- TÂCHES À RÉALISER:
A. D'après le texte sur le vote des étrangers en Suisse, quels cantons accordent actuellement des droits politiques aux étrangers au niveau cantonal ?
B. Veuillez rédiger la suite du texte sur le vote des étrangers en Suisse, en reprenant là où il s'arrête.

- TEXTE À LIRE:
Vous êtes parmi ceux qui ont franchi le pas de la naturalisation et qui sont en possession d’un passeport rouge à croix blanche? Une tâche exigeante vous attend le 28 février: voter sur pas moins de douze questions: quatre fédérales et huit cantonales. Et si vous êtes domicilié-e en Ville de Genève, une treizième question, communale, se rajoute.
Heureusement vous avez environ un mois pour y réfléchir, du moment où vous avez reçu le matériel de vote jusqu’au jour de votation. Vous pouvez bien sûr décider de voter avant le 28 février, par correspondance.
Les étrangers peuvent-ils voter au niveau cantonal?
Etant donné que c’est une compétence cantonale, la réponse varie. A Genève la réponse est non. Actuellement seul deux cantons, Neuchâtel et Jura, octroient des droits politiques aux étrangers au niveau cantonal.
Le tableau ci-dessous montre les cantons les plus progressistes en la matière, notamment ceux qui octroient le droit de vote et d’éligibilité (sauf Genève) aux étrangers au niveau communal. Hormis Neuchâtel et Jura les autres ne prévoient pas de droits politiques pour les étrangers au niveau cantonal. Il est cependant possible, du moins théoriquement, pour un-e étranger-ère d’être élu-e aux autorités judiciaires à Neuchâtel et à Fribourg ou aux Prud’hommes à Genève.
Neuchâtel continue de faire œuvre de pionnier. Après avoir octroyé l’éligibilité communale aux étrangers en 2007, le canton discute actuellement de leur éligibilité cantonale. Le Grand Conseil y est favorable, ainsi que le Gouvernement. Le peuple sera certainement appelé à se prononcer.
Il faut souligner que les décisions qui sortiront des urnes le 28 février toucheront tout autant les étrangers établis en Suisse que les Suisses eux-mêmes (voire uniquement les étrangers pour ce qui concerne l’initiative de mise en œuvre). Idéalement, et dans plusieurs domaines déjà, les personnes directement concernées par une décision sont entendues, voire consultées, n’est-ce pas?
S’ils ne peuvent pas voter, les étrangers se font ils entendre d’une autre manière lors de votations? Force est de constater que, cette fois comme tant d’autres, un quart environ de la population suisse reste bien silencieux. Il manque, à notre connaissance, une prise de position harmonisée des représentants de la communauté étrangère. A titre de comparaison notons que les Suisses de l’étranger disposent quant à eux d’un lobby très fort et font régulièrement entendre leur voix, d’autant plus lorsqu’il s’agit de décisions les affectant directement.

- ENTRÉES:
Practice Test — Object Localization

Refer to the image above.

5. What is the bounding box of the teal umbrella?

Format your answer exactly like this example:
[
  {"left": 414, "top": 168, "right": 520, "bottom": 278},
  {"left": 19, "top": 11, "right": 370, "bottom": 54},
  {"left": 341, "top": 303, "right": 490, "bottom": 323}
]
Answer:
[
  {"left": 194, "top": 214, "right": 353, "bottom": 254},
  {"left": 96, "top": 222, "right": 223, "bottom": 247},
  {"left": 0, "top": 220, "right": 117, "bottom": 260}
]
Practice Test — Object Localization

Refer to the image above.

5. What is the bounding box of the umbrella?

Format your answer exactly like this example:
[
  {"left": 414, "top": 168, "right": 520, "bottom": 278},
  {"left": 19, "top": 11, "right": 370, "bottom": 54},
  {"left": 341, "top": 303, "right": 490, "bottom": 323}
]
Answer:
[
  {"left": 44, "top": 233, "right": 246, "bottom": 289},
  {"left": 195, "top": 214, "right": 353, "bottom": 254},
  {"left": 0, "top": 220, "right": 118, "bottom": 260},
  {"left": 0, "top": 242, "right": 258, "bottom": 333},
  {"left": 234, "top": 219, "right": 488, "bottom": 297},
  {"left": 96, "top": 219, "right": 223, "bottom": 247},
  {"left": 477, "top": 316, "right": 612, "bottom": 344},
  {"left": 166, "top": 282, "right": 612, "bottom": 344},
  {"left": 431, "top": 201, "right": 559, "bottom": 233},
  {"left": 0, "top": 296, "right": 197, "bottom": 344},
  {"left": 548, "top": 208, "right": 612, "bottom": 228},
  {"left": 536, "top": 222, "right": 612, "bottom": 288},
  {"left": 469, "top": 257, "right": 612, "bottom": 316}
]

- CORRIGÉ DES EXERCICES:
A. Neuchâtel et le Jura.

B.
Les questions fédérales
Les quatre objets fédéraux soumis en votation le 28 février 2016 touchent des domaines très variés comme l’imposition (initiative pour le couple et la famille), la portée des droits populaires (initiative de mise en œuvre), les opérations financières spéculatives (pas de spéculation sur les denrées alimentaires) ou le transport routier (modification de loi fédérale permettant la construction d’un deuxième tube et la réfection du tunnel du Gothard).
Les trois premières questions sont des initiatives, donc des modifications de la constitution fédérale proposées par le peuple, ou plutôt par le comité qui a lancé chaque initiative. La quatrième question résulte d’un référendum: un comité référendaire a contesté avec succès la modification de la loi fédérale décidée par le Parlement.
Dans les deux cas les comités ont dû récolter un certain nombre de signatures valables pour que la question soit votée, soit 100’000 signatures en 18 mois pour l’initiative et 50’000 signatures en 100 jours pour le référendum.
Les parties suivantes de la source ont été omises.